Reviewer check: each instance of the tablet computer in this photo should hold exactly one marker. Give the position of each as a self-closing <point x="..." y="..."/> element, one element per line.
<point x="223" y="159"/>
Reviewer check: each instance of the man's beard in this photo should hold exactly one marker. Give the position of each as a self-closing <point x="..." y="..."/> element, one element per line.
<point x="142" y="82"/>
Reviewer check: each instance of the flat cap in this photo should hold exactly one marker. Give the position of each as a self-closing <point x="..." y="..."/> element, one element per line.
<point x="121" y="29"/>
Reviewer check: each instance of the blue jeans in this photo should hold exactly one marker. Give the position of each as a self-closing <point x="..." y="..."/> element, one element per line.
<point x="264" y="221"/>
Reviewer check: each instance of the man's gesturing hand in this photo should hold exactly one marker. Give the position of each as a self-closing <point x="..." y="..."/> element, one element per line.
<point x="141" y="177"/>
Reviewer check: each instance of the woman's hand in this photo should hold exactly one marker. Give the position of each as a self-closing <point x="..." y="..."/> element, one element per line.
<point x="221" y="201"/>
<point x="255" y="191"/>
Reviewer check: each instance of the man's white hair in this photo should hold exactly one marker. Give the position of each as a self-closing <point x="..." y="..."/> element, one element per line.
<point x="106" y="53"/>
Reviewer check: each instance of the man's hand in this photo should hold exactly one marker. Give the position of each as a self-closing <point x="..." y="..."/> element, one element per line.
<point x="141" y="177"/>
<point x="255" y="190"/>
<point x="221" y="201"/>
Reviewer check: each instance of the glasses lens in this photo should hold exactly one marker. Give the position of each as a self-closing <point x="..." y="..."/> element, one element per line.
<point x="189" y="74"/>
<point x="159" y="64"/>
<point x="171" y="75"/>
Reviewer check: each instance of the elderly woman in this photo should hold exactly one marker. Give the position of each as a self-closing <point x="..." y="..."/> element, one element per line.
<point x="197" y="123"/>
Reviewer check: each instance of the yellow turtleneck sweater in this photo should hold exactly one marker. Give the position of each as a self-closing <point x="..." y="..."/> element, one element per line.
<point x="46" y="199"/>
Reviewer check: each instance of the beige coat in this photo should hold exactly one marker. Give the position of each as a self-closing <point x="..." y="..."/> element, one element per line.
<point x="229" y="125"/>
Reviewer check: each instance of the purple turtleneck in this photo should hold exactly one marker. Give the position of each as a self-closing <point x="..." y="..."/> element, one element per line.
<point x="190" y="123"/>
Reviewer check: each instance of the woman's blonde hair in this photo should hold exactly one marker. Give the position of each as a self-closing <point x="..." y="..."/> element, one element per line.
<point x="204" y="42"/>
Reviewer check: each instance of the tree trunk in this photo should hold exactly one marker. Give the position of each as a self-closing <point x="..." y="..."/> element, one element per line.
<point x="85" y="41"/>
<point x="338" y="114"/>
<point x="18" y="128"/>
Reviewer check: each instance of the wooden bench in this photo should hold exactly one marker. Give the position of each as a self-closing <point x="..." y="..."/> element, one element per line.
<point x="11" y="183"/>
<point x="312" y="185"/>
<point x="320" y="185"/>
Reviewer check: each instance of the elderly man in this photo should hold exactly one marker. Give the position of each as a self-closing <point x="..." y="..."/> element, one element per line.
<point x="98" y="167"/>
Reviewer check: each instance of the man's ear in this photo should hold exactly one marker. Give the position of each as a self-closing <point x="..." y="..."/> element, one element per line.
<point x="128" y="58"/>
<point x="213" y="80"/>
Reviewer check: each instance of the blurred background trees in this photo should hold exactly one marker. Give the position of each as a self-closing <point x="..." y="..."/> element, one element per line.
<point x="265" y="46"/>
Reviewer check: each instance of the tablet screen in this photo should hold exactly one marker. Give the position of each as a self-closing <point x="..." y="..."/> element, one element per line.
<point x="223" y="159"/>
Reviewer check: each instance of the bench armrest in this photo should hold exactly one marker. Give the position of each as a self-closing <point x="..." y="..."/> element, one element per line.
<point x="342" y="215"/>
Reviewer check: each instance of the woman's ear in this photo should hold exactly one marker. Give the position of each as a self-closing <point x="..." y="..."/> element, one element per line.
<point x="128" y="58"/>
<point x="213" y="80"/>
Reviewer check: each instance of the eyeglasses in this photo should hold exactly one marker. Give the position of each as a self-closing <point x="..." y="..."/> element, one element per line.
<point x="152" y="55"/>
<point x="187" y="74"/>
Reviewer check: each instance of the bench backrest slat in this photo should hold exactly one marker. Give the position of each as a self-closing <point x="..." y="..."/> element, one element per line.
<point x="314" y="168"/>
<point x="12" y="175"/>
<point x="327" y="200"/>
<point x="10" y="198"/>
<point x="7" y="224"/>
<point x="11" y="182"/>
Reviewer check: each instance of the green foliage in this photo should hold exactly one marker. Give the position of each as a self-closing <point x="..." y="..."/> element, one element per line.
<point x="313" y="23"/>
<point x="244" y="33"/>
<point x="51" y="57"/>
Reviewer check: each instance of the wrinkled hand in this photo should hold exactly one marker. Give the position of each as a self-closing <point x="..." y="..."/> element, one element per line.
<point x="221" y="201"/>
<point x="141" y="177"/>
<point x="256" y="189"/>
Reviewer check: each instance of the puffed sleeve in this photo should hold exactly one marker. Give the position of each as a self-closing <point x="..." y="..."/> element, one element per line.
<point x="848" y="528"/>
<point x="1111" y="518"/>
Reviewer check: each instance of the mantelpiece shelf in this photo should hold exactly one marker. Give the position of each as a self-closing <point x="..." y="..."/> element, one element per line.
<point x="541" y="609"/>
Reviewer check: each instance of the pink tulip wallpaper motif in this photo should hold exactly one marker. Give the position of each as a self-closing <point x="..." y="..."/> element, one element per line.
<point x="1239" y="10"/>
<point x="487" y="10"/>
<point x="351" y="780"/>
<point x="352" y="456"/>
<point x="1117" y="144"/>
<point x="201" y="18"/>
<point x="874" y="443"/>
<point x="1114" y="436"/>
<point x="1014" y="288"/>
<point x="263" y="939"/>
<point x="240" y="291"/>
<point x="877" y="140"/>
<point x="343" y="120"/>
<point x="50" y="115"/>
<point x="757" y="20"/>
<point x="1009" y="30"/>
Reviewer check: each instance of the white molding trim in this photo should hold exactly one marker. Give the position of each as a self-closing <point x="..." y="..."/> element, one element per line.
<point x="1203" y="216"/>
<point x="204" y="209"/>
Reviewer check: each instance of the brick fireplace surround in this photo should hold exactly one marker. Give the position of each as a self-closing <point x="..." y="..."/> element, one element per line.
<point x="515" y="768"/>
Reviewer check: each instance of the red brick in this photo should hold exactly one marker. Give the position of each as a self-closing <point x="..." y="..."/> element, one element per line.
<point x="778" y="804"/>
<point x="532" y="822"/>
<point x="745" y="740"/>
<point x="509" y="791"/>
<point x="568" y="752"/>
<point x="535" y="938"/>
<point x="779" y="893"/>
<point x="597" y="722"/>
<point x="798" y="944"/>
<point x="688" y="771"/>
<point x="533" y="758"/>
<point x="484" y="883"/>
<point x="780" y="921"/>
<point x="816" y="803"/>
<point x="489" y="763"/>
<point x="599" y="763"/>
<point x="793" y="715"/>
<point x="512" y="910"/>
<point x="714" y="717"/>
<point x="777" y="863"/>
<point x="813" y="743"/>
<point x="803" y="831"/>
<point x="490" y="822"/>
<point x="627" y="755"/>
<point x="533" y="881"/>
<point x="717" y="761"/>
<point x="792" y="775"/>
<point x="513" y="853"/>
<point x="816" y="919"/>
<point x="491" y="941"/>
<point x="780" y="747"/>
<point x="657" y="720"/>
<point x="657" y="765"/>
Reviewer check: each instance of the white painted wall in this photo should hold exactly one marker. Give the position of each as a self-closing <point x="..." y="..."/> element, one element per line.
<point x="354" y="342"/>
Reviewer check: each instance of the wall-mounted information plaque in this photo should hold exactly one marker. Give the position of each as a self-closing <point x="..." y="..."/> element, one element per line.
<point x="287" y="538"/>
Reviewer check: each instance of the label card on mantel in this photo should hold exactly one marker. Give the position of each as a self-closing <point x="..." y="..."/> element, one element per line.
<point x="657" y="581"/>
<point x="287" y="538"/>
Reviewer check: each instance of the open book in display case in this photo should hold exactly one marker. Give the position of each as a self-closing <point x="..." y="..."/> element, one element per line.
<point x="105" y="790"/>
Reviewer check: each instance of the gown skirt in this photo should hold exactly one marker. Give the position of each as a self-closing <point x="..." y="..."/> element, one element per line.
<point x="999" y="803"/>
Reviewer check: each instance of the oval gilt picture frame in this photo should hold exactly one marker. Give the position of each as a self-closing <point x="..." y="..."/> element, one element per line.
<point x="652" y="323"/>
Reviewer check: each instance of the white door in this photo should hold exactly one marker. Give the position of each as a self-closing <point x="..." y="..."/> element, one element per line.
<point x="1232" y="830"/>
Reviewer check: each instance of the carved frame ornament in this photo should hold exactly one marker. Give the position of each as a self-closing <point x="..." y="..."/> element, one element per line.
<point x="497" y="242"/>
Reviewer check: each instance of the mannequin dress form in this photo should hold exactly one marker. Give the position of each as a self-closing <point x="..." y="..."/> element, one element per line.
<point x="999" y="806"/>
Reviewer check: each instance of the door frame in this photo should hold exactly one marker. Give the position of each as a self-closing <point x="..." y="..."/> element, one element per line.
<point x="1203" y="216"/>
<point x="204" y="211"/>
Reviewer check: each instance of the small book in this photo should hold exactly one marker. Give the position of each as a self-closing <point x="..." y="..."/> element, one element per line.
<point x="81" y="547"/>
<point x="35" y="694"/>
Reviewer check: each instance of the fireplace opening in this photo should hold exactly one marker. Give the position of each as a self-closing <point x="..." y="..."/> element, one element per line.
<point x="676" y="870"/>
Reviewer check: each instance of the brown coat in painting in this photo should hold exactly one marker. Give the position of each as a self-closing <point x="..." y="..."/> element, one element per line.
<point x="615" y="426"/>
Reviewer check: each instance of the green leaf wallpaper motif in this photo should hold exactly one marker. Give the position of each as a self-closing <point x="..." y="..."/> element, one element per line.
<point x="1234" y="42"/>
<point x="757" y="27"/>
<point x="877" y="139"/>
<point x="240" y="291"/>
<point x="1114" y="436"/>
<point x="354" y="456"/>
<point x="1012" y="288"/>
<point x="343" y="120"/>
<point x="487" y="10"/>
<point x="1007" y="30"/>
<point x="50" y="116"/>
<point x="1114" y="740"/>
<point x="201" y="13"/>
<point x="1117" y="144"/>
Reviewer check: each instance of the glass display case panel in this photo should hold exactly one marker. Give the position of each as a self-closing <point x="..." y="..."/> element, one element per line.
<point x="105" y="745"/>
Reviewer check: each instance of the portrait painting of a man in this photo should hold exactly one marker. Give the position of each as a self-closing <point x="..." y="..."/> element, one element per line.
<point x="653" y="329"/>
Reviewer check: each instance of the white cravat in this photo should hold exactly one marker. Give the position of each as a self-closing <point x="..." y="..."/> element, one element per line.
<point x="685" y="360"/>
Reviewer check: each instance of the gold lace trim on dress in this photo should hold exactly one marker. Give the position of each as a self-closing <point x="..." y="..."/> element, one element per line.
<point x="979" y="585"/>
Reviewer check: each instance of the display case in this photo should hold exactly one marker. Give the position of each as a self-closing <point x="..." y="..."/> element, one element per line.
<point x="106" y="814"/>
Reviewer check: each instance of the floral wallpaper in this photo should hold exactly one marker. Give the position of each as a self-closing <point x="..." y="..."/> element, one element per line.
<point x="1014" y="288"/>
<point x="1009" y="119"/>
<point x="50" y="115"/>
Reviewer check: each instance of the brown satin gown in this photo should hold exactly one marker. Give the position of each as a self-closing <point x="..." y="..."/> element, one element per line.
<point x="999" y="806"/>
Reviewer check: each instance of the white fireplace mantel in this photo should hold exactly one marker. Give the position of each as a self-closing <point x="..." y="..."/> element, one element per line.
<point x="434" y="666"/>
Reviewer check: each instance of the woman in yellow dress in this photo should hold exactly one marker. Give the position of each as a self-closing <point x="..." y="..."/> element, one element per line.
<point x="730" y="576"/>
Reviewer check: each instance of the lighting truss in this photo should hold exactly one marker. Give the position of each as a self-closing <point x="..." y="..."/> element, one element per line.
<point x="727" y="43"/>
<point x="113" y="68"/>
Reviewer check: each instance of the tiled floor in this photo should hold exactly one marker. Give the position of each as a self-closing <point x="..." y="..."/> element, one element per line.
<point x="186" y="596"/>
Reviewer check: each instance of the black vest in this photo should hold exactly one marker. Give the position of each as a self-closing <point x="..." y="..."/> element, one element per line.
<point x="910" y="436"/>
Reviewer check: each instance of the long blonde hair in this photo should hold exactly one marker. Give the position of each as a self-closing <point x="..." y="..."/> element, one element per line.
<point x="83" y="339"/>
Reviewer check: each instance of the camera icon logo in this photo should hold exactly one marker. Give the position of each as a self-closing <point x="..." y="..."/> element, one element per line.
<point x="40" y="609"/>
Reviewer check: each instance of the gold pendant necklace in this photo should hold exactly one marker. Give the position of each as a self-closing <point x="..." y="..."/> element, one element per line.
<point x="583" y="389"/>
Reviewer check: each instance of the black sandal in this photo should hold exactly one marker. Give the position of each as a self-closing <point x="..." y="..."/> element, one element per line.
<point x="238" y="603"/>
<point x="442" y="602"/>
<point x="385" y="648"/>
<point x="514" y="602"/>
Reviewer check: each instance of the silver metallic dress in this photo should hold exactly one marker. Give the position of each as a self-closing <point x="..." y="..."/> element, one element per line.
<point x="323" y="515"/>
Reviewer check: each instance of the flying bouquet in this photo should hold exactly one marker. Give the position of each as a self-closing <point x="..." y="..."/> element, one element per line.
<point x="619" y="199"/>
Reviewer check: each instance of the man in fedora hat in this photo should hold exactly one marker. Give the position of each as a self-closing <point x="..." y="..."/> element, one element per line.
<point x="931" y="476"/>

========

[WHAT YOU ARE ASKED TO DO]: Print again the material above, limited to the lines from the one holding "Reviewer check: each instance of the long" through the last, inclusive.

[OUTPUT FOR THIS TASK]:
Reviewer check: each instance of the long blonde hair in this photo should hold exactly one marker. Give the position of each as a self-closing <point x="..." y="..."/> element, one element per line.
<point x="83" y="339"/>
Reviewer check: each instance of the camera icon logo in this photo should hold exactly one marker. Give the position of each as a self-closing <point x="..." y="..."/> element, one element per line.
<point x="40" y="609"/>
Reviewer check: each instance of the gold pendant necklace in this photo should hold exactly one marker. Give the position of each as a self-closing <point x="..." y="..."/> element, one element per line.
<point x="583" y="389"/>
Reviewer check: each instance of the black sandal in this photo should hold exactly one marker. Give the position of each as a self-closing <point x="..." y="..."/> element, one element per line.
<point x="238" y="603"/>
<point x="442" y="602"/>
<point x="385" y="648"/>
<point x="514" y="602"/>
Reviewer check: each instance of the silver metallic dress in this photo should hold exactly one marker. Give the position of each as a self-closing <point x="..." y="..."/> element, one element per line.
<point x="323" y="515"/>
Reviewer check: each instance of the flying bouquet in this photo should hold exactly one marker. Give the position of each as a self-closing <point x="..." y="..."/> element, one element per line.
<point x="619" y="199"/>
Reviewer check: each instance of the man in fedora hat in this photo should hold exactly one marker. Give the position of each as a self-closing <point x="..." y="..."/> element, one element per line.
<point x="931" y="476"/>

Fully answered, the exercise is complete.